» **Вопросы**:
- 1) Перепишите без изменений фрагмент о Роджере Бэконе: от слов "В университете Р. Бэкон" до слов "из его головы.", включая их.
- 2) Сколько времени длился диспут, который Р. Бэкону предстояло выдержать, согласно фрагменту о Роджере Бэконе?
- 3) Чем Р. Бэкон занимался в университете, согласно фрагменту о Роджере Бэконе? Перечислите всё.

В университете Р. Бэкон не пропускал ни одной лекции, посещал все ученые диспуты, в свободное время изучал труды древних философов и современных теологов. Однако вскоре генералу Ордена францисканцев стали доносить и о том, что порой брат Роджер произносит такие речи, которые можно услышать только из уст самых дерзких еретиков и вольнодумцев. Диспуты ученых богословов он, например, не раз называл словоблудием и ложным мудрствованием, речи духовных отцов — словесной шелухой, в которой нет никакого смысла. За столь дерзкие речи ослушника следовало бы призвать к ответу, но пока генерал Д. Ф. Бонавентура не стал прибегать к крайним мерам, надеясь, что вольные взгляды монаха с годами выветрятся из его головы.

А если нет — наказать его можно будет всегда…

Чтобы стать доктором богословия и получить право преподавать во всех университетах, Р. Бэкон должен был выдержать диспут, который продолжался двенадцать часов — с утра до вечера. Он давно уже владел искусством логики, держал в памяти сотни цитат и теперь во всем блеске готовился показать себя. Истекал последний час, доктора и бакалавры сменяли друг друга каждые полчаса, а ему нельзя было выпить даже глоток воды. Но он разбивал вдребезги все аргументы прославленных богословов, повергая их в изумление, и потому его назвали «удивления достойным».

Сохранённые записи:
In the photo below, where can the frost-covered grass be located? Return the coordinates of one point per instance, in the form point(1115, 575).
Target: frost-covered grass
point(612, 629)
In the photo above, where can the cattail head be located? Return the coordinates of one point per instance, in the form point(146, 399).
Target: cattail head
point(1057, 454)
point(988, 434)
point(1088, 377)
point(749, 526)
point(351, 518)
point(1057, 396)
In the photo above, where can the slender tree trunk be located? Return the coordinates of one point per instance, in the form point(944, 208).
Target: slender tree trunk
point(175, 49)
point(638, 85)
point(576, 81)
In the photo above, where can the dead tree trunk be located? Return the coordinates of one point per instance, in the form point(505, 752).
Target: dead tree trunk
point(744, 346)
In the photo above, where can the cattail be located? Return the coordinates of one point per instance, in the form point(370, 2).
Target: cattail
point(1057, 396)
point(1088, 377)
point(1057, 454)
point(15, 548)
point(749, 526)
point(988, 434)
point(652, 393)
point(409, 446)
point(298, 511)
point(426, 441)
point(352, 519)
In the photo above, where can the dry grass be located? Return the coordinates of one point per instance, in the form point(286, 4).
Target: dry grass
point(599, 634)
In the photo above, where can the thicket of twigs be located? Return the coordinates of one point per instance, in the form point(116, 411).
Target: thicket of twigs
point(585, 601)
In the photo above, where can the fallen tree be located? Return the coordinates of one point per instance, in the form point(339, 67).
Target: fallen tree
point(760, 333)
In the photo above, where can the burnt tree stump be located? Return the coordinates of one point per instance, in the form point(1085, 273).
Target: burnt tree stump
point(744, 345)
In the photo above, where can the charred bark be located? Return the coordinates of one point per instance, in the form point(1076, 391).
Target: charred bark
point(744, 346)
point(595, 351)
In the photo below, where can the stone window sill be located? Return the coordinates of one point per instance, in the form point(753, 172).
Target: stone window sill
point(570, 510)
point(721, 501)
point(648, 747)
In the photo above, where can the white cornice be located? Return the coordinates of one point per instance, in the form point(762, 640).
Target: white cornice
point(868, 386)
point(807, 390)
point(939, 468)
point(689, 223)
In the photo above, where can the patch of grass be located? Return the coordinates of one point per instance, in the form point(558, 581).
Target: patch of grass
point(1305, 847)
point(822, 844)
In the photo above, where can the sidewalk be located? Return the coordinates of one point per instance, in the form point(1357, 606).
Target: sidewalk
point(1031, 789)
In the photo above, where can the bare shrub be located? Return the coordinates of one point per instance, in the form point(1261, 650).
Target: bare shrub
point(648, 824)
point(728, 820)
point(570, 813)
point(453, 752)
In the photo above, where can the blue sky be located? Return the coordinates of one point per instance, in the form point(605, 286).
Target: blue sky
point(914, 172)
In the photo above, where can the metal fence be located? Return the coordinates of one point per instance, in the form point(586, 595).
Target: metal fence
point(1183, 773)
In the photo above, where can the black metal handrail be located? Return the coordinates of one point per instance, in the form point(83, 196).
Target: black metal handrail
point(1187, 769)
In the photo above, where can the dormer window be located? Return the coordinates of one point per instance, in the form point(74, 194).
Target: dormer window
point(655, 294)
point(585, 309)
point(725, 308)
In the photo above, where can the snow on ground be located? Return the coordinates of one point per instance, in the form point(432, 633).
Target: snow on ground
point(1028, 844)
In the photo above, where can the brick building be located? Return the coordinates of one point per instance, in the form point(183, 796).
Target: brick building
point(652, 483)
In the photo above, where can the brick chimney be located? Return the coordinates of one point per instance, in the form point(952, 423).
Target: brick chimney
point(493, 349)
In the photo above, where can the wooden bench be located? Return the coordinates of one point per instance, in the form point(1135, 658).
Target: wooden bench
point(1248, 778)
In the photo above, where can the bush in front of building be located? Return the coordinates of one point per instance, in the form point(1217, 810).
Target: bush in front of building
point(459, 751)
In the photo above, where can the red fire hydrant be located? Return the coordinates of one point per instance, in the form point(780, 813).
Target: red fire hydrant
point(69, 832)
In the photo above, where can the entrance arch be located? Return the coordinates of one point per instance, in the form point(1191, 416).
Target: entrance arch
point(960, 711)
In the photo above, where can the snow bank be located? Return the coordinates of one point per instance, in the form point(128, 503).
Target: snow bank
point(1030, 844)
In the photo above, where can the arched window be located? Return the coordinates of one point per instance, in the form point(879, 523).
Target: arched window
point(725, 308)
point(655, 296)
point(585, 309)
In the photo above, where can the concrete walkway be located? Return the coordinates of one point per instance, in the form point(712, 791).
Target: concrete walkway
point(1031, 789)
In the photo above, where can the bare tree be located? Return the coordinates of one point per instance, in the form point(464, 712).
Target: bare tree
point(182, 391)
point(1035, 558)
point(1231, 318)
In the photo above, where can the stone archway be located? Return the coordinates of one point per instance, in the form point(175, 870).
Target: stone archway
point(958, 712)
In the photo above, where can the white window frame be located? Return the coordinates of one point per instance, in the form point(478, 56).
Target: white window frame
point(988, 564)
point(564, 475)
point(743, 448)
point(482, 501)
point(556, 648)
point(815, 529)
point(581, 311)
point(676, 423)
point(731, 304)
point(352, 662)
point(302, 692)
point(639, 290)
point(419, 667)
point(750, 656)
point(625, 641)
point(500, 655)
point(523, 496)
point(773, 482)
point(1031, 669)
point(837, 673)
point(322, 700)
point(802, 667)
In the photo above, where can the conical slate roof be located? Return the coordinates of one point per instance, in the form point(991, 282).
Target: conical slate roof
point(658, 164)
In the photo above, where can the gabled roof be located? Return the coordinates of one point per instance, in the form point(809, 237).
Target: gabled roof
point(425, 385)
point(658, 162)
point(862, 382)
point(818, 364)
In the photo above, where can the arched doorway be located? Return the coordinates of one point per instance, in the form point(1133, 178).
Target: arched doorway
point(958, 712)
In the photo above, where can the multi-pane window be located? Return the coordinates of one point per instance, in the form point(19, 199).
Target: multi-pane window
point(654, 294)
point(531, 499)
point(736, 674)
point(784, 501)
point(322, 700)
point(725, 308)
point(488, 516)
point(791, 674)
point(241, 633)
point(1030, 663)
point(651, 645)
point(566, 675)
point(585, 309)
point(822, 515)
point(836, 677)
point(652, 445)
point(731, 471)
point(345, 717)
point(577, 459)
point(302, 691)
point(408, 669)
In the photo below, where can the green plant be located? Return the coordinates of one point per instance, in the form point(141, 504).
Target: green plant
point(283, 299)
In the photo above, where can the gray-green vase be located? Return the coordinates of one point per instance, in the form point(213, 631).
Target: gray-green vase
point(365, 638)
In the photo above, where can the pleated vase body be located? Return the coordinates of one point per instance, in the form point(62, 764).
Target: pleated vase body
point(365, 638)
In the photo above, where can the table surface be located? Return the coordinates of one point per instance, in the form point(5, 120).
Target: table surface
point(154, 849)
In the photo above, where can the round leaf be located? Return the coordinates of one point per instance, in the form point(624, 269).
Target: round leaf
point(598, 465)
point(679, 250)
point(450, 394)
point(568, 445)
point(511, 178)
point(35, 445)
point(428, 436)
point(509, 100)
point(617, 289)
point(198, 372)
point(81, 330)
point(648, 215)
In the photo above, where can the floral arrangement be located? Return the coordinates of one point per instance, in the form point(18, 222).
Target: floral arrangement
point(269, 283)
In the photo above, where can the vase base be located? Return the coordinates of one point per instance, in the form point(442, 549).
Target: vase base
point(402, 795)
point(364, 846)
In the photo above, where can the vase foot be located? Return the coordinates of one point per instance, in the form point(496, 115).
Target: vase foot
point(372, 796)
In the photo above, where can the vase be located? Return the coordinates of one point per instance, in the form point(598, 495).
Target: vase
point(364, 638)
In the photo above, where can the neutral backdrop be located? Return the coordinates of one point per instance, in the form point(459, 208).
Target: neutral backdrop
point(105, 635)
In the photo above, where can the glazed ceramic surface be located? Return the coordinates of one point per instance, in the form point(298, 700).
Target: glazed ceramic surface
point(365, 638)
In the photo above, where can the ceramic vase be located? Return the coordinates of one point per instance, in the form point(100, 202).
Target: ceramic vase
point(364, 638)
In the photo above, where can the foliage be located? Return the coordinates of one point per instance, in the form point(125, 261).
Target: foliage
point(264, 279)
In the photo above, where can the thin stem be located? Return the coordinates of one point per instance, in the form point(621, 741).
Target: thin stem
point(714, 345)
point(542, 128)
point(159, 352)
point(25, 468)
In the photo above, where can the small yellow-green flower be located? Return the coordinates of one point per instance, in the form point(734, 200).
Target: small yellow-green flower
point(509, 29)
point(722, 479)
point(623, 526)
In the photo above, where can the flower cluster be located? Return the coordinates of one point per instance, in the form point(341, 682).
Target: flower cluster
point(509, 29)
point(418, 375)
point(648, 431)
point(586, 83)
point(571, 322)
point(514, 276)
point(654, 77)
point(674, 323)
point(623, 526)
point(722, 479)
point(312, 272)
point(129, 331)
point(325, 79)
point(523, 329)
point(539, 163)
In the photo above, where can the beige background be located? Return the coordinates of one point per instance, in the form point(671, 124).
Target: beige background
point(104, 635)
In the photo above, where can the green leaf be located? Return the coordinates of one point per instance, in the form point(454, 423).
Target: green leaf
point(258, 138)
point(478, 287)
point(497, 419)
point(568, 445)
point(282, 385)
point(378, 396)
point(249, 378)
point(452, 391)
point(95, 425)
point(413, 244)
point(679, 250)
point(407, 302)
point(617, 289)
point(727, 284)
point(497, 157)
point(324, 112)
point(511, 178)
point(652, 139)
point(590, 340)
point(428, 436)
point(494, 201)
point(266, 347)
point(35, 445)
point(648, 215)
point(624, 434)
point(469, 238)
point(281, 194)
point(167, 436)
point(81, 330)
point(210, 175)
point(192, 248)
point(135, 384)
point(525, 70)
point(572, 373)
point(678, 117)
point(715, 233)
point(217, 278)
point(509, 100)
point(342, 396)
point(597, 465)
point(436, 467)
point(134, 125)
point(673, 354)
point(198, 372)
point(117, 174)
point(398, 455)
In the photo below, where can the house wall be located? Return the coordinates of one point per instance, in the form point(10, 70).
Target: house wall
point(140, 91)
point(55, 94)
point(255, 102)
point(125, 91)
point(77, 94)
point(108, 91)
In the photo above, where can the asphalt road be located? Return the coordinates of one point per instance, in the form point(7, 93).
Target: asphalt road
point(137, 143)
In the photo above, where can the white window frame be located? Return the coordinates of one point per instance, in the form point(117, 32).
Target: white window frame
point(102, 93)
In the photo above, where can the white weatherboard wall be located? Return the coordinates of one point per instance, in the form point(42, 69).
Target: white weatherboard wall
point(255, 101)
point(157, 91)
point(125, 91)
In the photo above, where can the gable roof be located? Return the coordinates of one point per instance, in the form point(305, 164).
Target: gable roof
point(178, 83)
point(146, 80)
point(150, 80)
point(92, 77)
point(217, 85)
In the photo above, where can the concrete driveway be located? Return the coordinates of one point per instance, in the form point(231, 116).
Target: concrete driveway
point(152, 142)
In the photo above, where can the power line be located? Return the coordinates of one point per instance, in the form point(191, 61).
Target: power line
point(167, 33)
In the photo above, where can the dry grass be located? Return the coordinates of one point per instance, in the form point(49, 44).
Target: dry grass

» **Ответы к упражнению**:
- 1)
В университете Р. Бэкон не пропускал ни одной лекции, посещал все ученые диспуты, в свободное время изучал труды древних философов и современных теологов. Однако вскоре генералу Ордена францисканцев стали доносить и о том, что порой брат Роджер произносит такие речи, которые можно услышать только из уст самых дерзких еретиков и вольнодумцев. Диспуты ученых богословов он, например, не раз называл словоблудием и ложным мудрствованием, речи духовных отцов — словесной шелухой, в которой нет никакого смысла. За столь дерзкие речи ослушника следовало бы призвать к ответу, но пока генерал Д. Ф. Бонавентура не стал прибегать к крайним мерам, надеясь, что вольные взгляды монаха с годами выветрятся из его головы.

- 2) Двенадцать часов, с утра до вечера.

- 3) Не пропускал ни одной лекции; посещал все ученые диспуты; в свободное время изучал труды древних философов и современных теологов.